[Saved data entries]
++++++
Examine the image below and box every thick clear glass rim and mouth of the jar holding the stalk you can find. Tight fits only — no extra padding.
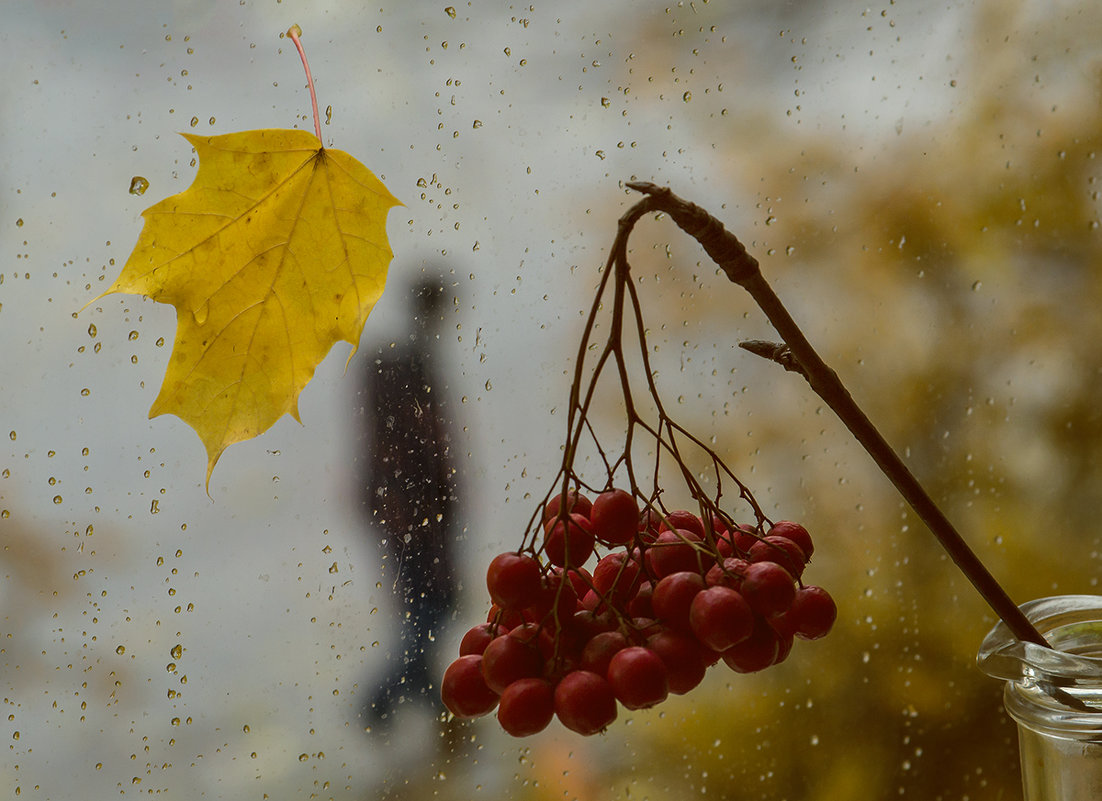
[976,595,1102,686]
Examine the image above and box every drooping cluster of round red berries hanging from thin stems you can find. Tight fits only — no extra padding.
[441,489,836,737]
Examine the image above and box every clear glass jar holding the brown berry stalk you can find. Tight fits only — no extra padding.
[977,595,1102,801]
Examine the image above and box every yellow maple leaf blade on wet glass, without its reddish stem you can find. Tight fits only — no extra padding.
[101,130,401,486]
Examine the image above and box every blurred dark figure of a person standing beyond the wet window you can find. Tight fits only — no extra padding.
[358,277,461,726]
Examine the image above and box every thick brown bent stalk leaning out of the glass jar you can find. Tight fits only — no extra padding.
[614,182,1048,647]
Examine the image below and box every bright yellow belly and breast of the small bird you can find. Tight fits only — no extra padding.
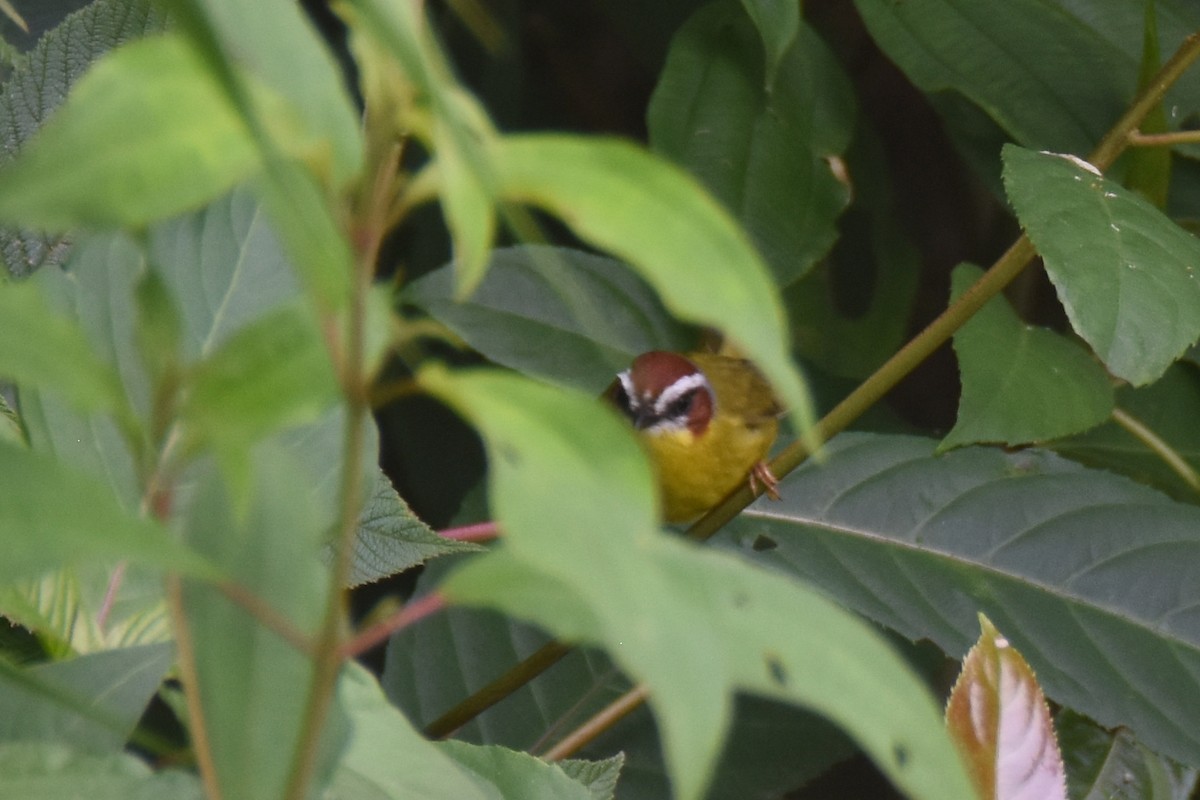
++++++
## [PROBLEM TO WORK ON]
Write out all the entries again, word for word, and print no images.

## [YOUR RESPONSE]
Examine the image below and box every thick clear glass rim and mouth of the jar holding the stalk you can find. Tight fits only — no extra padding.
[976,595,1102,686]
Examine the image above and box every drooping cluster of round red berries hanging from thin stems you can find. Tight fits only — no extra padding.
[441,489,836,737]
Examine the image above and box every clear glass jar holding the brown berry stalk you can find. Tight fits only — no extra padding.
[977,595,1102,801]
Examine the image above and box every yellow maple leaf blade on wet glass, without its reddish stem you can find. Tight fits only — no extra padding.
[101,130,401,486]
Examine the image above and box every blurred dark figure of a person standing beyond the wet window you can find. Tight fits only — no extra padding.
[358,277,461,726]
Examine the image above and box every thick brown bent stalk leaning out of the glass jar you can find. Tight fits only — no extra padding.
[614,182,1048,647]
Examine the image below and box every bright yellow belly and breast of the small bird you can find. Tight fits only — no extra padding.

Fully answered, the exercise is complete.